Layers and Layers of Stories

I’m at Panera writing tonight, a little treat on which Tahd sends me around once a week. I call it a treat, but I think he calls is “my wife needs some alone time to regain the mental health she’s losing” time. Potato, potahto, am I right?

Tonight, across the restaurant from me sits a gentleman with whom I’d love to have a conversation. He looks gritty and a little tired, wearing dirty grey jeans and an old monochromatic t-shirt. A faded ball cap and a long, straggly white beard complete his look. But he has a laptop, which just doesn’t seem to go to me, on which he types with one finger at a time. It’s so curious to me.  What is he doing? What is he writing? What did he do before he got here? Why did he come to Panera to use his laptop?

In front of him—adjacent, not with him—sits a lady of a similar vintage. She looks friendly and grandmotherly, lost in a book and wearing purple pants, a peach sweater, and a winter coat slung over the back of her chair. It was 70 degrees here today, but it’s our first warm day and I’m betting she knows Wisconsin and that a 70 degree day means zilch and the weather can change on a dime. Also, she sports a hot pink swatch that wildly stripes her crown of white hair.  Another person for whom I have questions. Is it spray-on? Is it temporary? Who did it to her? And why?

Do you ever do that—wonder about people’s stories?

I was here a year or two back, at the same table, actually, and a pair of women sitting just across the fireplace captivated me. One in particular had the most contagious smile and positively exuded joy with her laughter, so it caught me especially off guard when I realized the purpose of the dinner was to share cancer stories.

-------------------------

Requirement:
Answer these from the post about people-watching at Panera:
1. What does the bearded man across the restaurant type on?
2. What was the temperature that day?
3. What was the purpose of the dinner the pair of women shared a year or two earlier?

Source material:

-------------------------

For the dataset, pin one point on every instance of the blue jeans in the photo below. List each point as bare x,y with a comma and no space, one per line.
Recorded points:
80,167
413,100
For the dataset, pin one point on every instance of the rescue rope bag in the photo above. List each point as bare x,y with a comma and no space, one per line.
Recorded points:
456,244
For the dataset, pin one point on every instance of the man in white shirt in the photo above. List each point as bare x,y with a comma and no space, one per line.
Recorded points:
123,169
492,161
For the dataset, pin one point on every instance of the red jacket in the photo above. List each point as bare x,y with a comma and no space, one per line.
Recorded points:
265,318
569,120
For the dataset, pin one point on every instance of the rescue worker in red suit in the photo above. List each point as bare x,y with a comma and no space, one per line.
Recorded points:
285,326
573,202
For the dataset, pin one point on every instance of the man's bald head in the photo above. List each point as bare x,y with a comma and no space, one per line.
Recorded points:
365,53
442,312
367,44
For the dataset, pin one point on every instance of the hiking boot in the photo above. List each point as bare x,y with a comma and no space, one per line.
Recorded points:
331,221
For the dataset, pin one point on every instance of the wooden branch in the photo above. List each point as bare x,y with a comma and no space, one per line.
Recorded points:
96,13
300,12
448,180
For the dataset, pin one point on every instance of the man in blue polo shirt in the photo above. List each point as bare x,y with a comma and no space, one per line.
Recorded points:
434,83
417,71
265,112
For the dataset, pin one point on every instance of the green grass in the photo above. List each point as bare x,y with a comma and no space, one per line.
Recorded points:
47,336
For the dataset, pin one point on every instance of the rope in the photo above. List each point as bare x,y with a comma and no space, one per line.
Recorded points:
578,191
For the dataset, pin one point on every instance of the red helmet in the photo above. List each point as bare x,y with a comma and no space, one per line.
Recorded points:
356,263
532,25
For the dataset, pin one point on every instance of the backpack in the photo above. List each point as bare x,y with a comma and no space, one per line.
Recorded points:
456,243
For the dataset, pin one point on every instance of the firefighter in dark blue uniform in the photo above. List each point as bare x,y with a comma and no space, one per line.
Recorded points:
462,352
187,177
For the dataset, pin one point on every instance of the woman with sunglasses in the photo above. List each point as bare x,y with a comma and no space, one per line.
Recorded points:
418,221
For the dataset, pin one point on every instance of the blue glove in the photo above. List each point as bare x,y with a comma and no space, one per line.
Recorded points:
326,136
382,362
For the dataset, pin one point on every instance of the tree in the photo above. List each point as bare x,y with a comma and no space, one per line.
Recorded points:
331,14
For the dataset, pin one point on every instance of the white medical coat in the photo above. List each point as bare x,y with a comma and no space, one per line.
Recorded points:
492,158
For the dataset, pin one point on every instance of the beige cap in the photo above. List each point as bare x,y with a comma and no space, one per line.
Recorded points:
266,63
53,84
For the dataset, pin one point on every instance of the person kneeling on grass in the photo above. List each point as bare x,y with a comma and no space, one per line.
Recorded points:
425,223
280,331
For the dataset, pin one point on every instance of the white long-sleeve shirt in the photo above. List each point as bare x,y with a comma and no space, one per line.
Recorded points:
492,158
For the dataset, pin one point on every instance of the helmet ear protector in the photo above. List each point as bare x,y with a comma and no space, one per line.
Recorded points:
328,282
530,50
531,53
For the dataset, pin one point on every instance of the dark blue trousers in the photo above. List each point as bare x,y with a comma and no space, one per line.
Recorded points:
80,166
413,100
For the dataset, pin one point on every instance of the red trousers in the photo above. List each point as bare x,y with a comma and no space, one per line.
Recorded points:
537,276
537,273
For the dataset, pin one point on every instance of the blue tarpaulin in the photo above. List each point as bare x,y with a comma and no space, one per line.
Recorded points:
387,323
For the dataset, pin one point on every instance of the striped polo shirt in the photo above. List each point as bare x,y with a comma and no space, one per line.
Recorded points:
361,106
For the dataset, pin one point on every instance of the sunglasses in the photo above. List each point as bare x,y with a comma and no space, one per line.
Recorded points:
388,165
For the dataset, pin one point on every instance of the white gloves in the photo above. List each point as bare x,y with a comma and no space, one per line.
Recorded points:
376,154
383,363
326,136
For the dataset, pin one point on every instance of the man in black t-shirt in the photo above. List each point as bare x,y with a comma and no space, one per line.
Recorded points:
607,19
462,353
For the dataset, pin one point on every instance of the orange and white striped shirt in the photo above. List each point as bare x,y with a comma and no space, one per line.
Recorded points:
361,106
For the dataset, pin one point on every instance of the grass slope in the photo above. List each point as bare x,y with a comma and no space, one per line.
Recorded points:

-------------------------

Your response:
1. A laptop, one finger at a time.
2. 70 degrees.
3. To share cancer stories.